# Task to complete:
Your job is to report every line of the entries that has "below".

# Entries shown:
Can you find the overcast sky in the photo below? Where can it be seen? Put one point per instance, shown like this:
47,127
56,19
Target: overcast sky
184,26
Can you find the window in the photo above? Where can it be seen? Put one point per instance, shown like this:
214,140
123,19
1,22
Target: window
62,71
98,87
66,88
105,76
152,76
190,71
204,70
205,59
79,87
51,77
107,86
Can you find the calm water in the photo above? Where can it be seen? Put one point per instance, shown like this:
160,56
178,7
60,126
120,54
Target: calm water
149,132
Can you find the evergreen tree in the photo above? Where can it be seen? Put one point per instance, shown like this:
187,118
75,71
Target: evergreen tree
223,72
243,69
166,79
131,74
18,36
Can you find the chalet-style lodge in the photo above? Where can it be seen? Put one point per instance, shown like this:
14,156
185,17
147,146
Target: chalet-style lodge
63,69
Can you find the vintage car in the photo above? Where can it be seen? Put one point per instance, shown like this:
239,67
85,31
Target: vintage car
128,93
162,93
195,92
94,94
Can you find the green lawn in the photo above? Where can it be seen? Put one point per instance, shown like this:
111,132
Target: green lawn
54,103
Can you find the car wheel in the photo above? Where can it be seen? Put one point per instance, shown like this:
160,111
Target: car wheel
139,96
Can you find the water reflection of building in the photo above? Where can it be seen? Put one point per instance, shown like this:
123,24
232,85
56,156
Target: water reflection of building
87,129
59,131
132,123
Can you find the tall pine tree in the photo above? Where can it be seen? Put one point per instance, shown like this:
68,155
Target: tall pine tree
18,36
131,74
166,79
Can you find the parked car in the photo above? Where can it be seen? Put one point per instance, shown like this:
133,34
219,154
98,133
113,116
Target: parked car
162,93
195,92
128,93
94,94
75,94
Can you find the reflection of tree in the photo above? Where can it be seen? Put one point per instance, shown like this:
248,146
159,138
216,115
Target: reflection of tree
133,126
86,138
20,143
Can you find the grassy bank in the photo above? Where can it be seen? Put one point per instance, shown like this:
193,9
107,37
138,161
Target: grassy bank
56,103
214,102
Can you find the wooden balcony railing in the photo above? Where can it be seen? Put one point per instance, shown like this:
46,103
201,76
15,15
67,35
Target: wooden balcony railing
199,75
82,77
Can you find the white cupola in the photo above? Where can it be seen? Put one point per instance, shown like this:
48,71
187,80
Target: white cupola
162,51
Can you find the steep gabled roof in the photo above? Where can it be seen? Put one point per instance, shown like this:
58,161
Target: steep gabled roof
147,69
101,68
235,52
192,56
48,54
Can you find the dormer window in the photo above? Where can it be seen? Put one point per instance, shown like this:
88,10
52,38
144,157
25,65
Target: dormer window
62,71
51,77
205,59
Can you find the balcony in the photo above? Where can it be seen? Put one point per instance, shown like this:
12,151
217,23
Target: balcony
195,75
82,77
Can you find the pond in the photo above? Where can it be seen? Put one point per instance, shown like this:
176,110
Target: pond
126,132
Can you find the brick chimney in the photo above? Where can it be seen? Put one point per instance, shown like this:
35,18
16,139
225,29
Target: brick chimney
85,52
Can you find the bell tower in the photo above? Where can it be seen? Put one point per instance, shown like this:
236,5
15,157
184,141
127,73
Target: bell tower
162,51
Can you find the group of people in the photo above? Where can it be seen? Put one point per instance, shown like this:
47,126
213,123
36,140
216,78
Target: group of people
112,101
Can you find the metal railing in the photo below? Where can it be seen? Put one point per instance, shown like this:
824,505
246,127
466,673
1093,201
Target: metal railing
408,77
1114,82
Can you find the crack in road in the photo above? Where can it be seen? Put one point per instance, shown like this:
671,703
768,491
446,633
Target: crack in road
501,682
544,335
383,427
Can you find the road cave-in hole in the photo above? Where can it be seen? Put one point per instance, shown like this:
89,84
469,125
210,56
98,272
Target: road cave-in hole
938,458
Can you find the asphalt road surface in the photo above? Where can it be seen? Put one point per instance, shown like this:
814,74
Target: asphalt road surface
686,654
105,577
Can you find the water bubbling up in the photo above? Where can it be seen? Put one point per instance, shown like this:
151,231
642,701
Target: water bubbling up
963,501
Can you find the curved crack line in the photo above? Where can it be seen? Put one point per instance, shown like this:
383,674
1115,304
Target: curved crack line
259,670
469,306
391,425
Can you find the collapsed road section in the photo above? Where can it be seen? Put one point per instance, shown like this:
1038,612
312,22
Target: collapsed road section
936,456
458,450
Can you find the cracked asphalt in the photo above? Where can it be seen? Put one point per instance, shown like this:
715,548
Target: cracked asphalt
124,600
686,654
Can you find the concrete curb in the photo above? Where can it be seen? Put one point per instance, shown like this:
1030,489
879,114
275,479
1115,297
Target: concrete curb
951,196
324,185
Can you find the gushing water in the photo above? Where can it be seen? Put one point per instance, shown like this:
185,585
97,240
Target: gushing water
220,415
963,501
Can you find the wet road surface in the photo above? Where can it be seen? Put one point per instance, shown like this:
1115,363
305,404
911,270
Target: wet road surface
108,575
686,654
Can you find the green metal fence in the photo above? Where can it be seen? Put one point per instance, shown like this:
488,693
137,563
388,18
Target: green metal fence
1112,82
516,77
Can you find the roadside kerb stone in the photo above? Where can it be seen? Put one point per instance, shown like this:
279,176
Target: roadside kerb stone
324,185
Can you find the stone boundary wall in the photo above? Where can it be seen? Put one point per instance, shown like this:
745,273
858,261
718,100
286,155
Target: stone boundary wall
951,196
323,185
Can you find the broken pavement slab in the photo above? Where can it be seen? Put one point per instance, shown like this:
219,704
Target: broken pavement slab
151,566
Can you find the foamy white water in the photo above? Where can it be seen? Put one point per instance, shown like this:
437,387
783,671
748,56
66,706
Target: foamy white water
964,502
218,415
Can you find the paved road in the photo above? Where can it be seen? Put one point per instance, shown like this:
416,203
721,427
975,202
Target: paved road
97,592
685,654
* * *
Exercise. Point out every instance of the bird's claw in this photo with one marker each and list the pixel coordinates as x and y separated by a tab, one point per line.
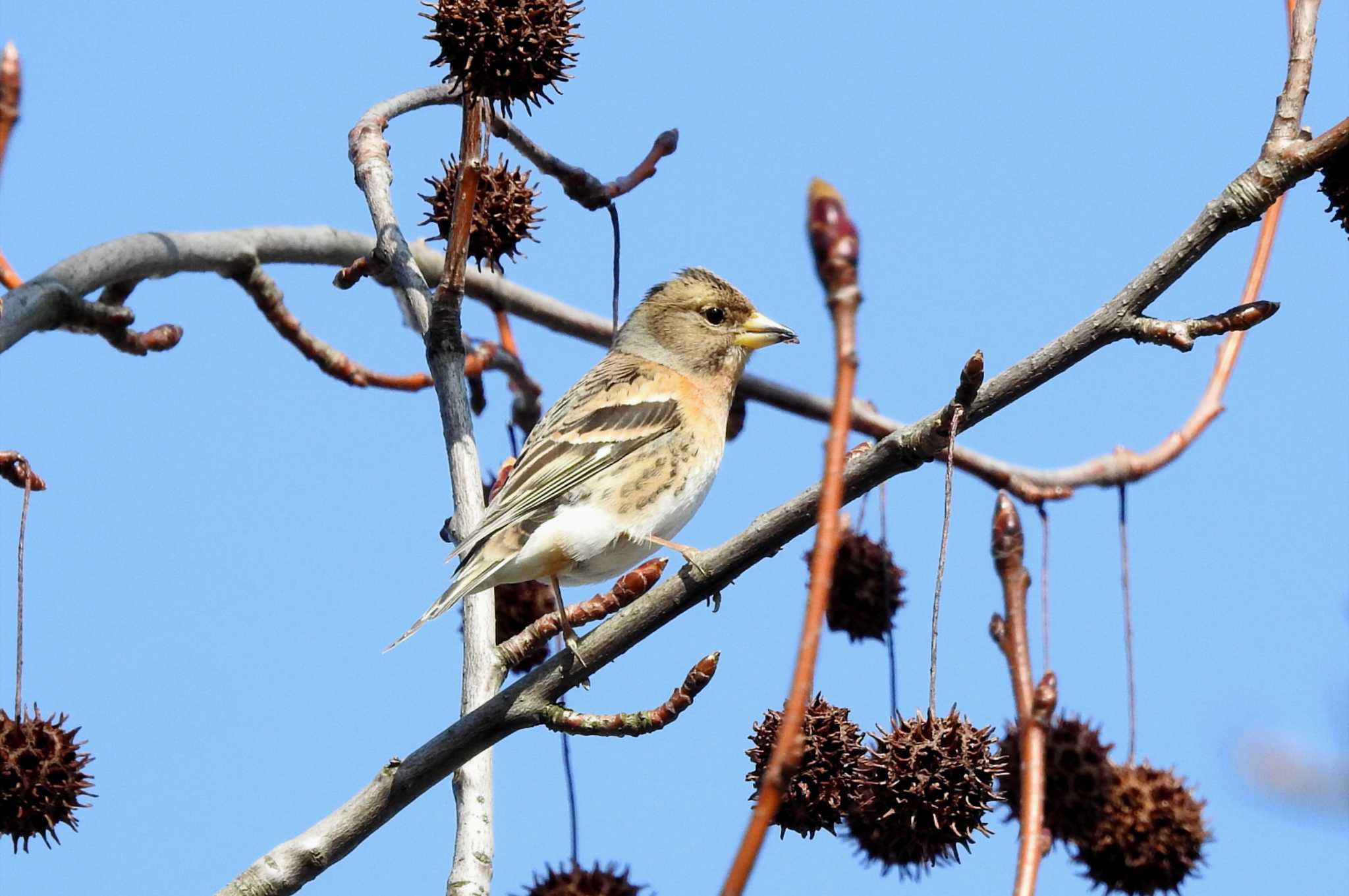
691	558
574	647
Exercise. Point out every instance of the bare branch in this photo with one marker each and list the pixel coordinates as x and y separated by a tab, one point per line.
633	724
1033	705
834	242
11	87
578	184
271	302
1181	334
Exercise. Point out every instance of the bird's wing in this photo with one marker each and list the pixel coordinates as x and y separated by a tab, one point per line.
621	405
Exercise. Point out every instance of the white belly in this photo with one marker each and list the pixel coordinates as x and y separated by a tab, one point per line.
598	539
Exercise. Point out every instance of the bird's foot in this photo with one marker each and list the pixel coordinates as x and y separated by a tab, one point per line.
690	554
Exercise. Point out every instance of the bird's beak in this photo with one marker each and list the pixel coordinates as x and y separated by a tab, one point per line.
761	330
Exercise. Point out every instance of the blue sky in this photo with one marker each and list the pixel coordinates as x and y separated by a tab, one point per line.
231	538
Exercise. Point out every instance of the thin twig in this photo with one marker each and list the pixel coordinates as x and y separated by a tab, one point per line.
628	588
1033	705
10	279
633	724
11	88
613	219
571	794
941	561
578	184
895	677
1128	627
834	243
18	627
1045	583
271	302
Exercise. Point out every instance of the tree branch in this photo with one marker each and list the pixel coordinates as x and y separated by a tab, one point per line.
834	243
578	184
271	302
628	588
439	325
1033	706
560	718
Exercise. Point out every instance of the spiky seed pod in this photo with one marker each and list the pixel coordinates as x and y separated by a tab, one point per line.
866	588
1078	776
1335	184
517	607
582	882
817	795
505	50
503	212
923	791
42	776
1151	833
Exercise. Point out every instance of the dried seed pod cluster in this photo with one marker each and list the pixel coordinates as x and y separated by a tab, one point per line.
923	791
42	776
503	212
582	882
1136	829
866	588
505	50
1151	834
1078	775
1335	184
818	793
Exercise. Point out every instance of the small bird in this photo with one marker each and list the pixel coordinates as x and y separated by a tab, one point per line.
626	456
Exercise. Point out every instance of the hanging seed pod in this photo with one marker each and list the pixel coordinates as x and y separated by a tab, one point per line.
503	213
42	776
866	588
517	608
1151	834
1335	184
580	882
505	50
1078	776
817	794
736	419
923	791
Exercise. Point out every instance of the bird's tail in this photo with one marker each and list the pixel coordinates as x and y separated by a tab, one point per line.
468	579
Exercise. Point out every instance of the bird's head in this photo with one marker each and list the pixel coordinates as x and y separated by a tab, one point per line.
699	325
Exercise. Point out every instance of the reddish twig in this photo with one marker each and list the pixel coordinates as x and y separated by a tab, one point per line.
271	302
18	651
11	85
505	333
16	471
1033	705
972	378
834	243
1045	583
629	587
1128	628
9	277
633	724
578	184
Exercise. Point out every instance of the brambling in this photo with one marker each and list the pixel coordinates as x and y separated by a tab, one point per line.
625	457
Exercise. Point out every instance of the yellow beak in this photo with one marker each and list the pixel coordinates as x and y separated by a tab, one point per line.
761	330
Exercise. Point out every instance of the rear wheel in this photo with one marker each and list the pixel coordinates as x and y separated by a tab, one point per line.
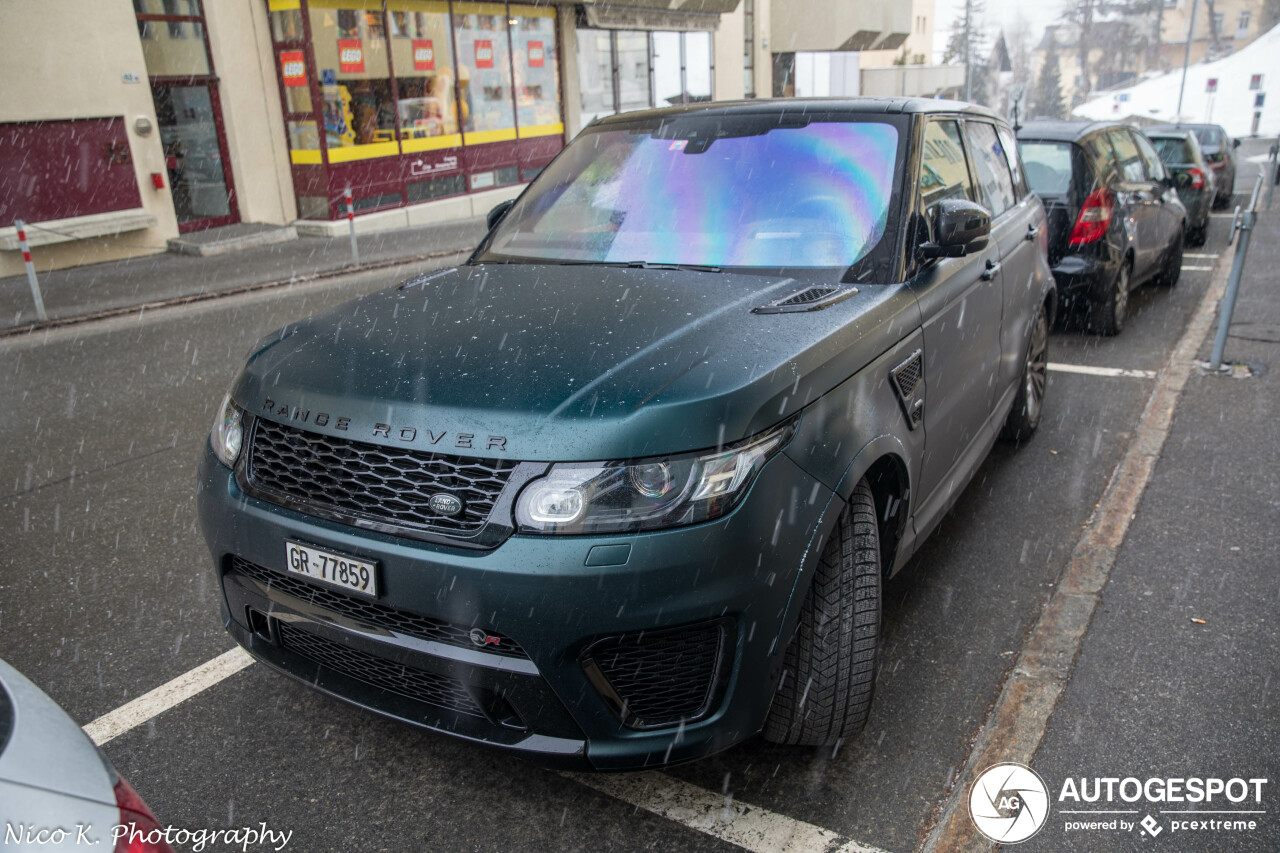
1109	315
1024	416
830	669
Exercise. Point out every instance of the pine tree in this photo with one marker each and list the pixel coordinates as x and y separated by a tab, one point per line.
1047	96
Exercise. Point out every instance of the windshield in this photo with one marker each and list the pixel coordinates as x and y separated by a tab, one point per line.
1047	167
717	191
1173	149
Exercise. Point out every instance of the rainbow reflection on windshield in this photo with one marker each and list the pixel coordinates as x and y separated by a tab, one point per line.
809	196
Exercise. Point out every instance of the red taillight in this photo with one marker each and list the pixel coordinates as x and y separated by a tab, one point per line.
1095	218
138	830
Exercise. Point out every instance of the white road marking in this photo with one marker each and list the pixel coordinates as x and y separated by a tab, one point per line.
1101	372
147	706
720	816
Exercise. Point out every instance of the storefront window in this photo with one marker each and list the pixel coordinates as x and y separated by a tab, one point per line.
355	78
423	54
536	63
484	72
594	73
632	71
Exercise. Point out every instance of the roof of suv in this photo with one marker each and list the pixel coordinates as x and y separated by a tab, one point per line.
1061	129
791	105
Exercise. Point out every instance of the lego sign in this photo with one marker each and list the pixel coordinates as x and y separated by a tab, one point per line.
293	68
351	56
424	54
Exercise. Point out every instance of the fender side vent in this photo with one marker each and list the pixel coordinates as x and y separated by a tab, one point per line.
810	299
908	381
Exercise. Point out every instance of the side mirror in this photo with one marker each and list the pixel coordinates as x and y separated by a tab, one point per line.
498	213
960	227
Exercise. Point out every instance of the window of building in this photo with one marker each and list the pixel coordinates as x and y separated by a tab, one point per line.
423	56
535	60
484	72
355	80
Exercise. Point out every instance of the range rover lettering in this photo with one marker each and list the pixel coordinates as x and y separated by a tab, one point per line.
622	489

# Answer to this task:
Can you find the overcast sky in the photo below? Where can it be seen? Put one point per instance, shown like this:
Can you find the metal railing in the photo below? Where can it be seen? Put one point per instance, shown like this:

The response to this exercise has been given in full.